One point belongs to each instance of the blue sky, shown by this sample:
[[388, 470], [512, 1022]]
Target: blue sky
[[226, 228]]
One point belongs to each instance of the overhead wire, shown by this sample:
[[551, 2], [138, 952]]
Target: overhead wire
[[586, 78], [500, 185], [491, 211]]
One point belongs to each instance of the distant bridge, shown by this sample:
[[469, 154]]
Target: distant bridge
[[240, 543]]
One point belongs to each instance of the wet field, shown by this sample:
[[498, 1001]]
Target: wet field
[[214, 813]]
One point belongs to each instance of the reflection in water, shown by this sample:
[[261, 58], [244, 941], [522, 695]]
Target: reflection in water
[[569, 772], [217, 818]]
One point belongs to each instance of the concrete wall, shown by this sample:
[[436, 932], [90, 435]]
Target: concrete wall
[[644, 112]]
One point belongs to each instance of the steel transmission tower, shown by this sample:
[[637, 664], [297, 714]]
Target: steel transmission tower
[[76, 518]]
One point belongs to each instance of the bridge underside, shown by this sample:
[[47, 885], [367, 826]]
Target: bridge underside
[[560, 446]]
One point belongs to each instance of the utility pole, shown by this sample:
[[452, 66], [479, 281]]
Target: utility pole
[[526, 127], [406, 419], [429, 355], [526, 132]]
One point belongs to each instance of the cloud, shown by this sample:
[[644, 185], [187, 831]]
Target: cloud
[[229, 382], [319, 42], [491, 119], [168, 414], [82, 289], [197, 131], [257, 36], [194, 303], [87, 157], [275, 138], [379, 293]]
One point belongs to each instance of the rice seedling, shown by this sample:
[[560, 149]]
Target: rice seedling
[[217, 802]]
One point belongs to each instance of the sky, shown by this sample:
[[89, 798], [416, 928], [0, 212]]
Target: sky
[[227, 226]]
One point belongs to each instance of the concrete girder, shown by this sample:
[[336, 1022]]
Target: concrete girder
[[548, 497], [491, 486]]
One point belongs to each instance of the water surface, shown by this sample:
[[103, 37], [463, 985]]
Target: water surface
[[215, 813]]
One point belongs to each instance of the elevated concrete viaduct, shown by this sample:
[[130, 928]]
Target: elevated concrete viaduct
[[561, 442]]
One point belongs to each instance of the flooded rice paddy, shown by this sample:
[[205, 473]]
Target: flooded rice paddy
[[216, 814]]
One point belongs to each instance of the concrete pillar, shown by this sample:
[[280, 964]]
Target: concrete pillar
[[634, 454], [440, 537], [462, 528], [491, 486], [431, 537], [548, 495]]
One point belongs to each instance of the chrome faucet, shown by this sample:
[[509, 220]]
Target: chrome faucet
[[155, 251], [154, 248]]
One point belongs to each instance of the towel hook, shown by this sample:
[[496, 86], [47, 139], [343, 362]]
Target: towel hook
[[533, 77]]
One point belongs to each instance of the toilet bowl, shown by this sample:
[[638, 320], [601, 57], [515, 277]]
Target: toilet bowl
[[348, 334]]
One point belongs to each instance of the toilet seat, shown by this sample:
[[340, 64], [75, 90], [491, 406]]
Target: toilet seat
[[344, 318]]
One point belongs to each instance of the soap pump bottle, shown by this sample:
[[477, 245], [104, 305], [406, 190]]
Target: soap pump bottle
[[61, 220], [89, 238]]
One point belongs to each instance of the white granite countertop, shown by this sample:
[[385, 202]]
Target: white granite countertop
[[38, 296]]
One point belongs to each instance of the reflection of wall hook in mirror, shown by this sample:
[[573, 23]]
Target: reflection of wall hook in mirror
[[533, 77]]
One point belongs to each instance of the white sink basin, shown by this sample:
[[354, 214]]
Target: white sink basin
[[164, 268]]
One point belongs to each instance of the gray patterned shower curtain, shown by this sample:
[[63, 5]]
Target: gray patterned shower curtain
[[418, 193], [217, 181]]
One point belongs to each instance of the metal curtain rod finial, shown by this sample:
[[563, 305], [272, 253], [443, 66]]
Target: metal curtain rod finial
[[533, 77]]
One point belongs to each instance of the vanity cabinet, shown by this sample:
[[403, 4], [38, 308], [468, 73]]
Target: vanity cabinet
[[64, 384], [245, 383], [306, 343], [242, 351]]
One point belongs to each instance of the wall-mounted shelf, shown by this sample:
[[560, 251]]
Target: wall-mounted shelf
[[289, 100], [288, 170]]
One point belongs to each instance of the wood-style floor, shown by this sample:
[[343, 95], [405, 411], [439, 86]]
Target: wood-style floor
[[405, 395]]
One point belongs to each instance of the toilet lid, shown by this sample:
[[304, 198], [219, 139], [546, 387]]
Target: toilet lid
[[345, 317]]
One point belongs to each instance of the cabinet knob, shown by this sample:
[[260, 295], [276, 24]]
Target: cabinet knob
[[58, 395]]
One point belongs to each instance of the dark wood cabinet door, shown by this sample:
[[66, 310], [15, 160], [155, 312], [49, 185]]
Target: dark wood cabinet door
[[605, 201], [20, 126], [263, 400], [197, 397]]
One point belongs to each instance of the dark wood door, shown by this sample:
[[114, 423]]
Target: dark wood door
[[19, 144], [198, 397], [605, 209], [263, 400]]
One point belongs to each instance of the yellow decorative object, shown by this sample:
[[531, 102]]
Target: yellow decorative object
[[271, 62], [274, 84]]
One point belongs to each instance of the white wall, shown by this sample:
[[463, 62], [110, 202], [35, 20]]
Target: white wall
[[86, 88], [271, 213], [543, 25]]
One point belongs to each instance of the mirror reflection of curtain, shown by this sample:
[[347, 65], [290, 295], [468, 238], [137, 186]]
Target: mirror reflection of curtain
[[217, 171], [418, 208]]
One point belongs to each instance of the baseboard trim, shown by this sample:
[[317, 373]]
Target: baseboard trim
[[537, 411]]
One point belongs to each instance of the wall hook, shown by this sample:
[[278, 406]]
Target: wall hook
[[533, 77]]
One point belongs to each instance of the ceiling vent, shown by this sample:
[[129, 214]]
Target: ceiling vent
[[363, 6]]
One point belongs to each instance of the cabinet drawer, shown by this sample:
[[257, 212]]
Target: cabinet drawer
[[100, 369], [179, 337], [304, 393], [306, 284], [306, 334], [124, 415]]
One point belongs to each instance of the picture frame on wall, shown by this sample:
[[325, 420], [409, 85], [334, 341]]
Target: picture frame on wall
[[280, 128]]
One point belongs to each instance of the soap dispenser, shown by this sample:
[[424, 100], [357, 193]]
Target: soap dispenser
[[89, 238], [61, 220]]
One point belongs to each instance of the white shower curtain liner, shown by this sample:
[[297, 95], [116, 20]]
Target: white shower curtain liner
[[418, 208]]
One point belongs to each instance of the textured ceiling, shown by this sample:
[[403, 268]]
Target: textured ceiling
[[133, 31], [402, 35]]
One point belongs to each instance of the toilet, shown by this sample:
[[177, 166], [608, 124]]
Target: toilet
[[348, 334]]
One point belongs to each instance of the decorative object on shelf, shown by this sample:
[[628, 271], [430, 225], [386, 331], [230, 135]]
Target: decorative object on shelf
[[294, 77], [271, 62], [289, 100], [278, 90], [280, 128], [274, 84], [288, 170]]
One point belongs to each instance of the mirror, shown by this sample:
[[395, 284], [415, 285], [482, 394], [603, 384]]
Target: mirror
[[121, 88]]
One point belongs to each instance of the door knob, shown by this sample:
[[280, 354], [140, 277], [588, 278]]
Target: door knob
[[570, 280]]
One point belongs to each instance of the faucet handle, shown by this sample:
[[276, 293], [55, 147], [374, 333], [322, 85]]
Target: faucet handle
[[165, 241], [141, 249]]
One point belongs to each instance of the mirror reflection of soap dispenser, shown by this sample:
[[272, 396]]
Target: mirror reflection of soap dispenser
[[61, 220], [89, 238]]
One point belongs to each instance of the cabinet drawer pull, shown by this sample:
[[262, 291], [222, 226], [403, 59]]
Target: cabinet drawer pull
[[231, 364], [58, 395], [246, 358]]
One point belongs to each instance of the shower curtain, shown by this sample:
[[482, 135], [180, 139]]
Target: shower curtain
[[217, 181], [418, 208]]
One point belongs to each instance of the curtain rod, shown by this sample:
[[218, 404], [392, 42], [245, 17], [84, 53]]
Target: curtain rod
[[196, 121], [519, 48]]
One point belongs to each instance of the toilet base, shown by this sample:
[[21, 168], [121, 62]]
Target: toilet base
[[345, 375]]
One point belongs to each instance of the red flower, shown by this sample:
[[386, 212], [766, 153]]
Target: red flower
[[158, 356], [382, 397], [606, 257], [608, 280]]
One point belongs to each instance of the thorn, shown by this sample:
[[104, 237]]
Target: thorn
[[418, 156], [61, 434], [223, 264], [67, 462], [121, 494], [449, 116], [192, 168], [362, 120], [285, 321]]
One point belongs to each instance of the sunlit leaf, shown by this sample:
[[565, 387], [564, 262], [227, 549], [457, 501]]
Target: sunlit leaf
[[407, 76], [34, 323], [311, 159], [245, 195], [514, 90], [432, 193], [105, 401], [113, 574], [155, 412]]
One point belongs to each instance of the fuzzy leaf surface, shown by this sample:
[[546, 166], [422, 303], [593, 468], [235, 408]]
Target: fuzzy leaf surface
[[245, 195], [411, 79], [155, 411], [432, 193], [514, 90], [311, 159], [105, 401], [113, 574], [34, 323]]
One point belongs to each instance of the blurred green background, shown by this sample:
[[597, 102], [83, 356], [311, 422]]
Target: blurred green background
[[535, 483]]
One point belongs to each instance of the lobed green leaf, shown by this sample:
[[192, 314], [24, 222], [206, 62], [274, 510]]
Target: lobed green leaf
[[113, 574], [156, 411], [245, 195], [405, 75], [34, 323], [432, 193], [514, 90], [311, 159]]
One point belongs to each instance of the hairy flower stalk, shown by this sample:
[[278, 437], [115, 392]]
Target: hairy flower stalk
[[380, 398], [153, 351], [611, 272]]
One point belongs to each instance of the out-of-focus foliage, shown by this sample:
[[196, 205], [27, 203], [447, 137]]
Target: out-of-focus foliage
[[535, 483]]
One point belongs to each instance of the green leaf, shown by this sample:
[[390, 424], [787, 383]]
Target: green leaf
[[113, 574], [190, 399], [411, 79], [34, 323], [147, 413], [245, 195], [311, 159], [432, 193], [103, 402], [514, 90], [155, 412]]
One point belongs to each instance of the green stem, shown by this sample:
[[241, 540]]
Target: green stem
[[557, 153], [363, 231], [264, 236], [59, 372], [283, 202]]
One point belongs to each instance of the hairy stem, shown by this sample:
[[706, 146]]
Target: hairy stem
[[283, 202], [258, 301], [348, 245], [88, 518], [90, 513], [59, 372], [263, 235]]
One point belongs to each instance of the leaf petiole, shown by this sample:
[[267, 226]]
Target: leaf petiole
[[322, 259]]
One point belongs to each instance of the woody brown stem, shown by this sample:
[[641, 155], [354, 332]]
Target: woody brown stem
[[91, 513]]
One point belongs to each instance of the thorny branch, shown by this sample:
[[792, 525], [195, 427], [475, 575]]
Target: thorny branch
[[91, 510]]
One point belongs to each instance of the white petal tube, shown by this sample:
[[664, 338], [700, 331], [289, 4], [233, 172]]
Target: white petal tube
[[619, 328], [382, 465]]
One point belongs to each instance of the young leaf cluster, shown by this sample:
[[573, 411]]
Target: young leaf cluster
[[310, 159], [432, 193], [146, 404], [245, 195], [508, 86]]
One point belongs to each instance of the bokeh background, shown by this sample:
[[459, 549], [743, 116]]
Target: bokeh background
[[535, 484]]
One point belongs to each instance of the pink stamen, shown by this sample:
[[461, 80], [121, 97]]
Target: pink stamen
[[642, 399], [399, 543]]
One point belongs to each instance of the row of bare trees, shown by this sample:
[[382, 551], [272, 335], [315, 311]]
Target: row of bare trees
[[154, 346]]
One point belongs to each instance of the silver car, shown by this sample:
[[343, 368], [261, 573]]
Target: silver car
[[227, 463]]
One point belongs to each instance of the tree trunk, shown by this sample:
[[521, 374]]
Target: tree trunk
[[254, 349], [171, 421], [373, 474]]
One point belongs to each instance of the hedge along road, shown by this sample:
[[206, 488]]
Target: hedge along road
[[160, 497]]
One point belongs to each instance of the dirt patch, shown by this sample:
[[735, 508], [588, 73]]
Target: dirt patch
◆ ◆ ◆
ABOUT THIS TASK: All that is wanted is a faithful reproduction of the line above with "One point belongs to each instance of the leaf", the line with "[[664, 338], [700, 331], [289, 4], [233, 172]]", and every line in between.

ANSWER SECTION:
One point belongs to each instance of the leaf petiole, shown by this sample:
[[267, 226]]
Target: leaf petiole
[[322, 259]]
One point belongs to each instance of the woody brown stem, shown by this sample:
[[641, 155], [354, 332]]
Target: woody brown stem
[[91, 513]]
One point belongs to each instance of the thorny branch, shown by this sample:
[[792, 525], [195, 427], [475, 575]]
Target: thorny branch
[[91, 510]]
One point belongs to each instance of the white petal tube, shown by this sample:
[[664, 338], [700, 331], [289, 4], [233, 172]]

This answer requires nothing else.